- _Listing_
=-=-=

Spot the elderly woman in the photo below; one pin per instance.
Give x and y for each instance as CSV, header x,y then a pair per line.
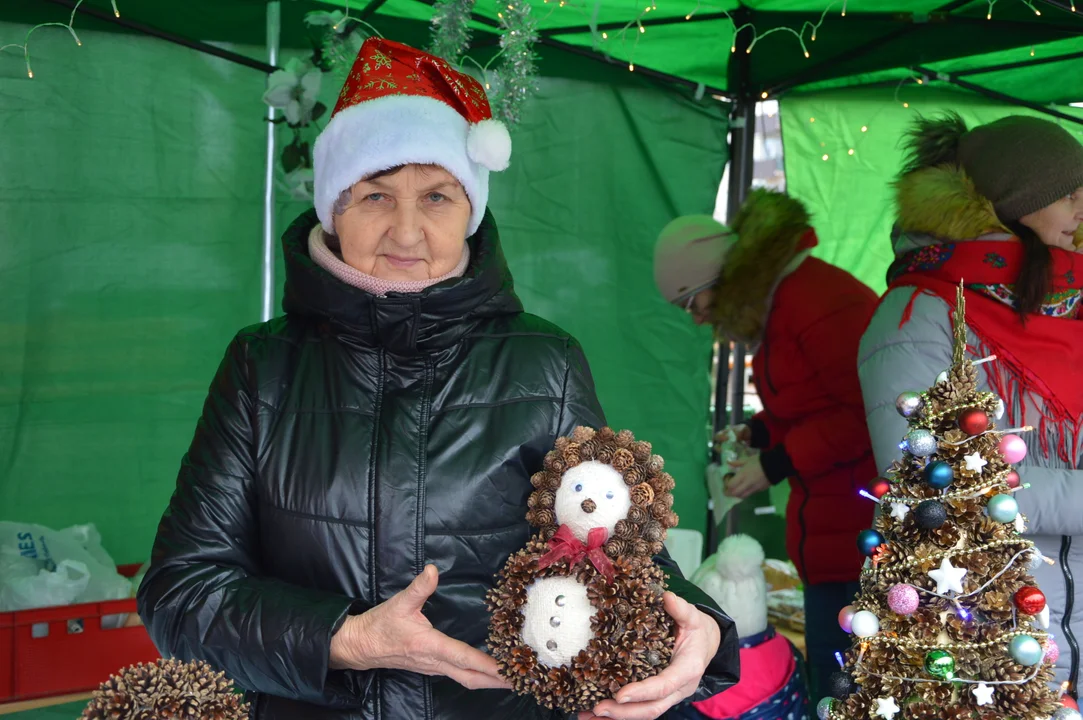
x,y
385,431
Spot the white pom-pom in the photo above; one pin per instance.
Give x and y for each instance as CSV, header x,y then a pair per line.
x,y
740,557
488,144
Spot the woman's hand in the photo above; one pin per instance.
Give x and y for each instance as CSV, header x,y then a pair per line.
x,y
748,480
741,433
395,635
697,638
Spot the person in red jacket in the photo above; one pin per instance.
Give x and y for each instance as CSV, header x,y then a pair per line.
x,y
758,284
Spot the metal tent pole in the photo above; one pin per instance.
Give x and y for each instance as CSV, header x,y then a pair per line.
x,y
274,33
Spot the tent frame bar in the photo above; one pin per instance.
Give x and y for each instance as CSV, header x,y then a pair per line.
x,y
169,37
992,94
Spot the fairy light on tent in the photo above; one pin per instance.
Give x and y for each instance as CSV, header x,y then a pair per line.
x,y
25,46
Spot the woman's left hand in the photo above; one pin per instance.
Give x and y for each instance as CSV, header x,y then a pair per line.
x,y
697,638
748,480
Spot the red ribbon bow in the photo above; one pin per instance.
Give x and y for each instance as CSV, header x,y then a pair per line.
x,y
565,545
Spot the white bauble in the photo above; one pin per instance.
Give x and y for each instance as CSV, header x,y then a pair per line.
x,y
864,624
591,495
557,619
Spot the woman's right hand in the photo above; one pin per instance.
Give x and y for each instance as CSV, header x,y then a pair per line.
x,y
395,635
741,433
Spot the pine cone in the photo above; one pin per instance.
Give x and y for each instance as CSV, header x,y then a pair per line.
x,y
964,378
635,475
642,495
623,459
583,434
625,531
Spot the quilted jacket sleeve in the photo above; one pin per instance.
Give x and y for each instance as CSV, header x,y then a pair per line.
x,y
1053,504
581,407
205,597
894,360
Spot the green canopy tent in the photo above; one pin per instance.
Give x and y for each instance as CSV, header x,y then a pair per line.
x,y
106,372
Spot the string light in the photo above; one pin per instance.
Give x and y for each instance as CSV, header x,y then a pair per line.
x,y
25,47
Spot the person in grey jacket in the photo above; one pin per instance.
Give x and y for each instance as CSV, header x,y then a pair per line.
x,y
999,208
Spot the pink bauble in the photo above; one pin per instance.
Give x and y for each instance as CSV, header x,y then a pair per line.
x,y
1013,448
902,599
846,618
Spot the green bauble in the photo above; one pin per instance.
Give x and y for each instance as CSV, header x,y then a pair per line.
x,y
940,664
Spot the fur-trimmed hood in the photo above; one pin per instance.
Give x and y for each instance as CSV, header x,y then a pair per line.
x,y
772,231
940,205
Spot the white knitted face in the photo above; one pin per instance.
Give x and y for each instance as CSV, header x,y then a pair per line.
x,y
591,495
557,619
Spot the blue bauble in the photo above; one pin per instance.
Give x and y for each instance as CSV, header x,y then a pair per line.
x,y
921,443
1026,651
938,474
869,540
1003,508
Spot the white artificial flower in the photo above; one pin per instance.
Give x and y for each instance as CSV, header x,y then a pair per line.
x,y
318,17
299,183
295,90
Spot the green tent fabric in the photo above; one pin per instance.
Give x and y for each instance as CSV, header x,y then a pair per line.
x,y
130,209
848,41
850,195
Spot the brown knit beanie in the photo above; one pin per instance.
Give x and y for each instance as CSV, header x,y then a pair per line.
x,y
1021,164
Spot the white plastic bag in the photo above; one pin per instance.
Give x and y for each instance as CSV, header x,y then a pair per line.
x,y
40,567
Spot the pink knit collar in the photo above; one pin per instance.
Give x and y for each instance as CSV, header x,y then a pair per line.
x,y
327,259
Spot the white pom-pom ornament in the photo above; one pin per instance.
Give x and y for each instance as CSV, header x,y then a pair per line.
x,y
488,144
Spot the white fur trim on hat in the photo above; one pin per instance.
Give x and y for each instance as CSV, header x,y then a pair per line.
x,y
388,132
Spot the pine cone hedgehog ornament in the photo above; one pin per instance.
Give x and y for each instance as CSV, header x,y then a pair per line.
x,y
167,690
577,614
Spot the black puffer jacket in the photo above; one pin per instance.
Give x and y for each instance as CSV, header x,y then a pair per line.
x,y
341,448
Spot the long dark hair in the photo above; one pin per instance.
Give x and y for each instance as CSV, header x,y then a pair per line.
x,y
1035,276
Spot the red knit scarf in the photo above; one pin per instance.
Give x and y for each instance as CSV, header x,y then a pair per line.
x,y
1042,358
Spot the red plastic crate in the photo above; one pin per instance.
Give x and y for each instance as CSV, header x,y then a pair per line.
x,y
76,655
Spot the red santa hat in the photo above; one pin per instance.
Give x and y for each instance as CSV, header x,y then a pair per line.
x,y
401,106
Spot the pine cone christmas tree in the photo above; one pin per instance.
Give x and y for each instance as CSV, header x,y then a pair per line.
x,y
939,629
167,690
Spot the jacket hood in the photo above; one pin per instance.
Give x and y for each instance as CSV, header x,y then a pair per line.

=-=-=

- _Written problem_
Rewrite every one of the entries above as a numbered list with one line per item and no blank lines. Omit the pictures.

- _The completed task_
1. Spot the elderly woman in the photo below; one pin per instance.
2. Give x and y for each instance as CSV, header x,y then a pair per line.
3. x,y
4. 385,431
5. Spot the white pom-pom in the photo above; one pin per instance.
6. Give x and y for each instance as CSV, header x,y then a pair per line.
7. x,y
8. 740,557
9. 488,144
10. Spot the woman's hand in the photo above; one pin per instance.
11. Give x and y for each instance as CSV, header x,y then a pair per line.
12. x,y
13. 748,480
14. 741,433
15. 395,635
16. 697,638
17. Spot the person in red jacket in the photo above; one pin per instance.
18. Give x and y for each instance as CSV, header x,y then a pair per line.
19. x,y
20. 758,284
21. Spot the metal tent pole in the photo above; one pin per instance.
22. Give x and y for each instance as CSV, header x,y then a pair per line.
23. x,y
24. 274,33
25. Spot the tent frame bar in the photo above; one pin per instance.
26. Give x and y for each instance as CSV, header x,y then a pair per line.
27. x,y
28. 169,37
29. 992,94
30. Spot the fairy light on tent in the photo above; one pin per instance.
31. Give x and y for each instance as CSV, header x,y then a pair per line.
32. x,y
33. 25,46
34. Spot the woman's left hand in the photo above; one pin per instance.
35. Give x and y for each instance as CSV, header x,y then a pair per line.
36. x,y
37. 697,638
38. 748,480
39. Spot the red ribbon bow in the photo above; one pin per instance.
40. Give x and y for each instance as CSV, header x,y then a pair per line.
41. x,y
42. 565,545
43. Spot the white bauble in the photo above; one pin per instance.
44. Give x and y for each instance as CSV, header x,y then a pair per line.
45. x,y
46. 864,624
47. 591,495
48. 557,619
49. Spot the woman's right hand in the photo above; one pin per instance.
50. Give x and y for each instance as CSV, header x,y then a pair per line.
51. x,y
52. 395,635
53. 741,433
54. Spot the pine cone in the photo above; one pin per instance.
55. Give x and y for each instance as CSV, header x,y then a pair per line.
56. x,y
57. 964,378
58. 635,475
59. 642,495
60. 623,459
61. 583,434
62. 625,531
63. Spot the quilted jacket sleeve in the photo above; one pin per instance.
64. Give x and y for each instance as CSV, header x,y then a pair per line.
65. x,y
66. 1053,504
67. 581,407
68. 205,597
69. 894,360
70. Spot the green canopy tent in the photo above; one pin per instance.
71. Give x and y for each instance as CSV, header x,y then a pair per line.
72. x,y
73. 106,372
74. Spot the string light in the photo above; one pin per instance.
75. Give x and y for each instance as CSV, header x,y then a pair per line.
76. x,y
77. 25,47
78. Spot the person in grey jacket in the photo above; one pin per instance.
79. Give x and y for each instance as CSV, header x,y then a pair per line.
80. x,y
81. 999,208
82. Spot the pink bauble in the photo above; one pin per instance.
83. Give x and y for each instance as CSV, header x,y then a pair per line.
84. x,y
85. 1013,448
86. 902,599
87. 846,618
88. Spot the green bauble in the photo above; one pin per instance.
89. Give x and y for each instance as CSV, header x,y then a pair per line.
90. x,y
91. 940,664
92. Spot the fur-trimmed hood in the photo above; one pin per instance.
93. Give x and y for each instance as CSV, header x,y then a pair per line.
94. x,y
95. 772,231
96. 940,205
97. Spot the white knitted face in the photo above; one pin per instance.
98. Give x and y for each instance as CSV, header x,y then a pair per line.
99. x,y
100. 591,495
101. 557,619
102. Spot the blue bauble in the photo above; one pin per instance.
103. Give x and y for each instance as CSV, header x,y then a pair per line.
104. x,y
105. 921,443
106. 1026,651
107. 938,474
108. 869,540
109. 1003,508
110. Spot the white artificial flower in the photo above; one pin per instance.
111. Give x and y for each instance as CSV, header x,y then a pair per line.
112. x,y
113. 318,17
114. 299,183
115. 295,90
116. Spot the green tent fabric in the photo above; one pin per instance.
117. Give x and y for each instance as CSV, header x,y then a pair per line.
118. x,y
119. 130,209
120. 848,41
121. 850,195
122. Spot the brown knit beanie in the photo above; one pin per instance.
123. Give x and y for each instance as CSV, header x,y then a pair per line.
124. x,y
125. 1021,164
126. Spot the white plastic bag in the photo above; one pin per instance.
127. Give x and y for each instance as CSV, header x,y then a pair per line.
128. x,y
129. 40,567
130. Spot the pink knit collar in the photo above; one pin per instance.
131. Give x and y for each instance as CSV, header x,y then a pair per line.
132. x,y
133. 327,259
134. Spot the white pom-pom ornament in the photo above; one pin per instance.
135. Give x and y for each instance as CSV, header x,y then a pair per line.
136. x,y
137. 488,144
138. Spot the white fur trim on hat in the photo above; one pin per instance.
139. Give x and y for each instance as CSV, header x,y then a pair per line.
140. x,y
141. 388,132
142. Spot the pine cone hedgehog ornament in the photo above; one pin per instance.
143. Give x and y for each instance as CSV, header x,y then a pair per line.
144. x,y
145. 167,690
146. 577,614
147. Spot the black puffer jacket in the photo above; one pin per instance.
148. Give x and y for each instance as CSV, header x,y then a pair per line.
149. x,y
150. 341,448
151. Spot the long dark hair in the photo above; one pin per instance.
152. Give x and y for each instance as CSV, header x,y then a pair per line.
153. x,y
154. 1035,276
155. Spot the red knit scarf in the photo above; one pin per instance.
156. Give x and y for each instance as CSV, header x,y then a pair per line.
157. x,y
158. 1042,358
159. Spot the red plastic crate in the photo above; one pin per instance.
160. Give x and y for each instance as CSV, header x,y then a pair per line.
161. x,y
162. 76,655
163. Spot the red santa hat in the photo above; one pin per instance.
164. Give x and y for each instance as CSV, header x,y then a pair per line.
165. x,y
166. 401,106
167. Spot the pine cone christmas tree in the photo above; one pin per instance.
168. Give x and y for each instance as CSV, header x,y then a pair per line.
169. x,y
170. 939,629
171. 167,690
172. Spot the jacket hood in the photo above; one pin per instance.
173. Give x and y for each instance as CSV, header x,y then a pair per line.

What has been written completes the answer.